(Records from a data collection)
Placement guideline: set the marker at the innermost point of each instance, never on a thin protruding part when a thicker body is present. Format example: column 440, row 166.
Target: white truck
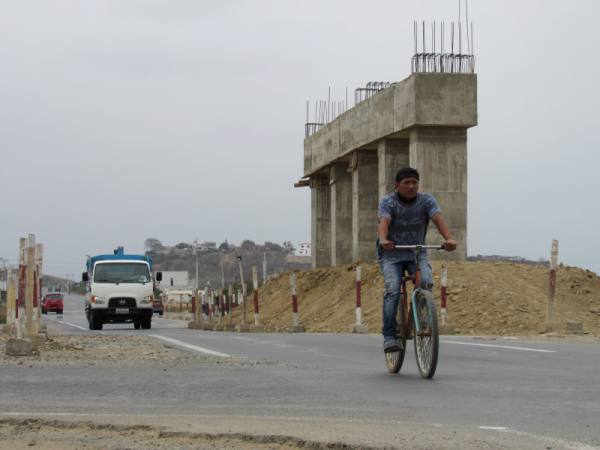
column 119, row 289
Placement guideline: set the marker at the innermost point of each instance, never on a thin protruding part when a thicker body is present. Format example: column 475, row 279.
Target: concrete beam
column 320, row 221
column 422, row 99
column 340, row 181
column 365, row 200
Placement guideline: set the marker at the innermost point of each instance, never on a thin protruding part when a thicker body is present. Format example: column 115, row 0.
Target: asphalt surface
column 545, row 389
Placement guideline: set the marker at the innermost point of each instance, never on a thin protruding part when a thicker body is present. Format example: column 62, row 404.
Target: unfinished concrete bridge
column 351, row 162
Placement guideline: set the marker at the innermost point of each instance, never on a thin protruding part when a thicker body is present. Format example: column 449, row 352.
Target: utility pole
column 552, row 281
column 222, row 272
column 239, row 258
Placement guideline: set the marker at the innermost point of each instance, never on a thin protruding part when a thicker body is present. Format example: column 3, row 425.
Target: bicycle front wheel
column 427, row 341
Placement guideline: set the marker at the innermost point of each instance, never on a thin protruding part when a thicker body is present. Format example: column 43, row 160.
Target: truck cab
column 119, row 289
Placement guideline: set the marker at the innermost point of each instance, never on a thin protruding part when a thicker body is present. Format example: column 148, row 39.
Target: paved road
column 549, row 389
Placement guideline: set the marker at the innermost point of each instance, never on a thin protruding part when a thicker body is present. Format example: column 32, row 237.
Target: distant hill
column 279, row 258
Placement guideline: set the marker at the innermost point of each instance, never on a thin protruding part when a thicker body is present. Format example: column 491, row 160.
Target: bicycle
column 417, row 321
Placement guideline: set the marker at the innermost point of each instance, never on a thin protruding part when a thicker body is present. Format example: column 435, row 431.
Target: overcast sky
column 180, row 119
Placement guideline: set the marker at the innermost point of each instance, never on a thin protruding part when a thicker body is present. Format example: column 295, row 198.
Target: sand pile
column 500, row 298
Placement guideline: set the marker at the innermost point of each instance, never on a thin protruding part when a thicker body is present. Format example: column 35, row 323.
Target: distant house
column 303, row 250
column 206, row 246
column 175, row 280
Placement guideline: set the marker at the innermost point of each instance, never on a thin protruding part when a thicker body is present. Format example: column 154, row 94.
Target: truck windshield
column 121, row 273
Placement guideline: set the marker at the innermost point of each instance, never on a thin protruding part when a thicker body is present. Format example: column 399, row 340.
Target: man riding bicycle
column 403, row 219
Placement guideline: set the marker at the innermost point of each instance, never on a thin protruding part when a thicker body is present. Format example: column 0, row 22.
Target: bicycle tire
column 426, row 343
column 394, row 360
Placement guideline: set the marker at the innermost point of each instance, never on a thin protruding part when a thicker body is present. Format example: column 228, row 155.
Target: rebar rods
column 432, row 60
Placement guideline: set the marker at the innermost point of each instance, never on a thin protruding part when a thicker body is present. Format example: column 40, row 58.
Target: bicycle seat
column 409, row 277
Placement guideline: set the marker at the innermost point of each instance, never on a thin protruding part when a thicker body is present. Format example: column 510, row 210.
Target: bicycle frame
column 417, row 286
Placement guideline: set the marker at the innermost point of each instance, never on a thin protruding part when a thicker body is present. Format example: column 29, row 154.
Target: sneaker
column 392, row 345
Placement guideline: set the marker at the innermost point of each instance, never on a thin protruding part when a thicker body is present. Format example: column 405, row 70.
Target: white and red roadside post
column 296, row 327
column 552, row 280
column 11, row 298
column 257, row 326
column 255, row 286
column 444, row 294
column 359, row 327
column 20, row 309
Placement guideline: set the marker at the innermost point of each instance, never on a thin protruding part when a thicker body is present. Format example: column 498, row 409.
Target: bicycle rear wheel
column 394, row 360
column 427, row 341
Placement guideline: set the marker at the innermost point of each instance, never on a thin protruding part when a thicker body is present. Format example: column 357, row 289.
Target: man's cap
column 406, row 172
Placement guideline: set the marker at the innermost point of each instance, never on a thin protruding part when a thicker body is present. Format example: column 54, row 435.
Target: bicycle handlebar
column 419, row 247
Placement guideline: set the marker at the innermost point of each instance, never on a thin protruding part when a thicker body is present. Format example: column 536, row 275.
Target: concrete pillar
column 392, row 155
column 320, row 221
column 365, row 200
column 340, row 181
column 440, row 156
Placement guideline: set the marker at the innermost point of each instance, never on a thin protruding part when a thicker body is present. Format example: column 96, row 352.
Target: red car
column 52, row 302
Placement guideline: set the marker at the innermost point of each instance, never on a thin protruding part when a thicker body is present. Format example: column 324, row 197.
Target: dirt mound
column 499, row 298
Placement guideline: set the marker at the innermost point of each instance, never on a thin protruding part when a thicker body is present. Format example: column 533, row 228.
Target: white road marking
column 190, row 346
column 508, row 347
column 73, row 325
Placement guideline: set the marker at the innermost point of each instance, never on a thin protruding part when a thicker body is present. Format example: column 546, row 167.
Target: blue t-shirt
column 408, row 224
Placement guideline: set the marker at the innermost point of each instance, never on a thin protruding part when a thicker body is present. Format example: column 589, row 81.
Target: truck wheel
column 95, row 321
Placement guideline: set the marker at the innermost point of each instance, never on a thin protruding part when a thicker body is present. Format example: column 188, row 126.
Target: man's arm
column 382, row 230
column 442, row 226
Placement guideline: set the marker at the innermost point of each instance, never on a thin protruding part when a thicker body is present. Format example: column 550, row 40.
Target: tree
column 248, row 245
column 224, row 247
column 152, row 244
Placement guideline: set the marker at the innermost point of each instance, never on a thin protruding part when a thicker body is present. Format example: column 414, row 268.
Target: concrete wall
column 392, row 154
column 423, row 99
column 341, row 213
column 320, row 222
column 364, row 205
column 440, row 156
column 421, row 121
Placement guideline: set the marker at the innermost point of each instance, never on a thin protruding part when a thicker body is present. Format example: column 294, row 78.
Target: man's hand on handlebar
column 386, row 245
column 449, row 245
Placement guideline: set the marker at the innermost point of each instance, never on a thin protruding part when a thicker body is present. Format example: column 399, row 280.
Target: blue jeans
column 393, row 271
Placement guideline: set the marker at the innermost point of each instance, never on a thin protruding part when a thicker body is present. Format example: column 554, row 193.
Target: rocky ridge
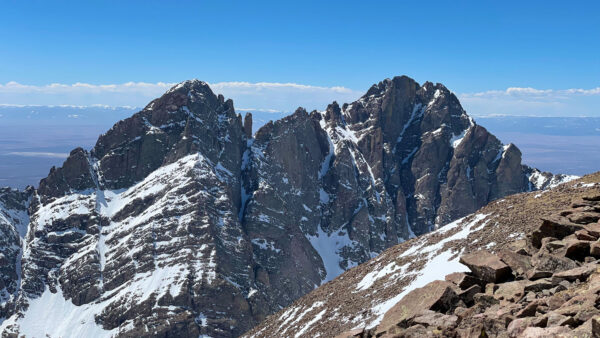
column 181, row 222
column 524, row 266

__WHAT TO WORK ON__. Skip every image and output the remaining records exactly.

__OUTPUT OF THE EXERCISE__.
Placement guideline: set the marker at the innermost point of each instance, never on a thin protruding part when a thicker body is present. Format example: column 440, row 166.
Target: white truck
column 119, row 289
Placement guideline: set the marker at the innermost point of each instance, never on a thin protruding part when a thicker body is present. Format example: column 475, row 279.
Target: concrete beam
column 320, row 221
column 422, row 99
column 340, row 181
column 365, row 200
Placement guideline: set the marker at the innermost point of each instance, never on a thin protruding part when a thicker body is present. Format example: column 115, row 0.
Target: asphalt surface
column 545, row 389
Placement guideline: set the marker at the innermost point of each instance, never on a thin protruding part when a thicker body is present. Format example: column 62, row 404.
Target: unfinished concrete bridge
column 351, row 162
Placement guideline: set the marker at the innermost point of each instance, never on a thin protruding part when a thicker body is present. Format example: column 449, row 352.
Target: utility pole
column 552, row 281
column 222, row 272
column 239, row 258
Placement guideline: set the marker at the innermost point of each instance, never on a thin protruding part when a thicker body is present. Format example: column 3, row 425.
Target: bicycle front wheel
column 427, row 341
Placement guideline: set the marker at the innermost point of each instance, never on a thin protruding part when a thicker body is present. Format example: column 43, row 160.
Target: truck cab
column 119, row 289
Placement guideline: set the marker at the innermost point of each instance, never on a thin protruding part when a thicker body is present. Format example: column 148, row 39.
Target: paved road
column 549, row 389
Placement guideline: set the marker at the innermost point of each instance, never on a thin protruding part when a thicker body is present. Format example: column 32, row 237.
Target: distant hill
column 279, row 258
Placement guideline: set the marker at the innermost point of each instance, never on a thin protruding part when a thicker body is present. Format example: column 491, row 160.
Target: bicycle
column 417, row 321
Placement guideline: set the marker at the innermost point of each instance, never on a thin protruding part when a thicker body is present. Format example: column 435, row 431.
Target: overcast sky
column 180, row 119
Placement guideline: set the marker at the innermost point of each instance, never on a thin protruding part when a thicker body is present. Format example: column 295, row 198.
Target: sand pile
column 500, row 298
Placement guideline: set the marker at the innermost point of each instance, never on a thin protruding part when a thicker body is present. Format example: column 35, row 323.
Target: distant house
column 303, row 250
column 206, row 246
column 175, row 280
Placement guideline: set the marker at the innermost point of each instance, never on a thin protruding part when a thicker body is present. Format example: column 154, row 94.
Target: truck windshield
column 121, row 273
Placement guideline: set the marker at the innermost point of each instance, never on a thin protruding part when a thicker body is present. Format example: column 399, row 340.
Target: man riding bicycle
column 403, row 219
Placement guideline: set the marker at the innermost point of each instance, never on a thin protruding part when a thicker body is present. Format example: column 0, row 22.
Target: bicycle tire
column 426, row 343
column 394, row 360
Placement guideline: set the marker at the innermost point of each instance, never on a thin protruding part when a thicker body is present. Format example: column 228, row 155.
Target: rebar rods
column 432, row 60
Placement guideline: set the marker at the innermost point of each instance, never on a thin protruding part when a thicker body is present. Format example: column 40, row 58.
Target: bicycle seat
column 409, row 277
Placement guideline: set the marker at the innermost point of each instance, never on a thin protruding part when a thicker body is present. Format example: column 510, row 210.
Target: bicycle frame
column 417, row 286
Placement guideline: set the marker at the innermost point of each instance, never on a thin protruding part when a thicker body is present. Format example: column 29, row 154.
Target: sneaker
column 392, row 345
Placement guideline: set the marker at the innermost point of each instance, never on a thin protruding part when a thicker body is present. Format example: column 405, row 70.
Target: white and red roadside post
column 296, row 327
column 552, row 280
column 11, row 298
column 257, row 326
column 255, row 286
column 444, row 294
column 359, row 327
column 20, row 309
Placement guideline: set the marker at the innermost point of each instance, never on a thin protruding part when a thicker body is present. Format example: column 498, row 409.
Target: bicycle rear wheel
column 394, row 360
column 427, row 341
Placement guideline: set the marker at the innermost point of each instance, never on a thin protruding part when a thicker body is present. Format example: column 357, row 289.
Target: man's cap
column 406, row 172
Placement guideline: set the marker at the innermost point of each instance, never on a thin protruding part when a thicker body is present. Format example: column 54, row 435.
Target: bicycle handlebar
column 419, row 247
Placement guideline: set the marker at the innermost point of each instance, never on a thin protruding part when a thicker body is present. Format example: column 536, row 275.
Target: concrete pillar
column 392, row 155
column 320, row 221
column 365, row 200
column 340, row 181
column 440, row 156
Placement guideline: set the marker at the innermost point of each instance, never on a thin protruding part when a thicker body is present. Format example: column 96, row 352.
Target: red car
column 52, row 302
Placement guideline: set the marker at the innermost point of each instance, never on a thin protruding part when a thicker body is present. Format example: column 324, row 197.
Target: dirt mound
column 499, row 298
Placement guideline: set the marker at the innermost point of each instance, never on a thin protruding part when a thicker body is present. Format example: column 533, row 228.
Target: white road marking
column 190, row 346
column 508, row 347
column 73, row 325
Placement guideline: set the marker at the innermost point of each instance, never on a thin protruding part when a thicker body is present. Format example: column 546, row 167.
Target: blue t-shirt
column 408, row 224
Placement guideline: set the marker at the innermost point of each instance, never on a thin protruding part when a thicker body is present. Format example: column 589, row 81.
Target: truck wheel
column 95, row 321
Placement guideline: set the marker at the innermost point of each instance, never on a thin protruding part when a thicker body is present. Format example: column 188, row 126.
Target: man's arm
column 382, row 230
column 442, row 226
Placement guideline: set the marker at the innermost point of each instance, never on a thin protruding part when a thicker body is present. Format example: column 550, row 40.
Target: tree
column 248, row 245
column 224, row 247
column 152, row 244
Placement guideline: set the marker at the innermost point of each instance, never on a thin protruding part when a thicker body is present. Format example: column 414, row 268.
Target: concrete wall
column 392, row 154
column 423, row 99
column 341, row 213
column 320, row 222
column 364, row 205
column 440, row 156
column 421, row 121
Placement guideline: set the marker at the innermost point of each instance, never on a thin protruding part when a thicker body is present. Format example: column 294, row 78.
Target: man's hand on handlebar
column 386, row 245
column 449, row 245
Placement guideline: set the marker at the innermost point of each instance, never on a thin protruding part when a thicker body is present. Format example: column 399, row 280.
Target: blue jeans
column 393, row 271
Placement guideline: set the marker at the innermost point of each instance, never on a thin protruding part when a thicker body is present. Format example: column 554, row 193.
Target: rocky ridge
column 181, row 222
column 524, row 266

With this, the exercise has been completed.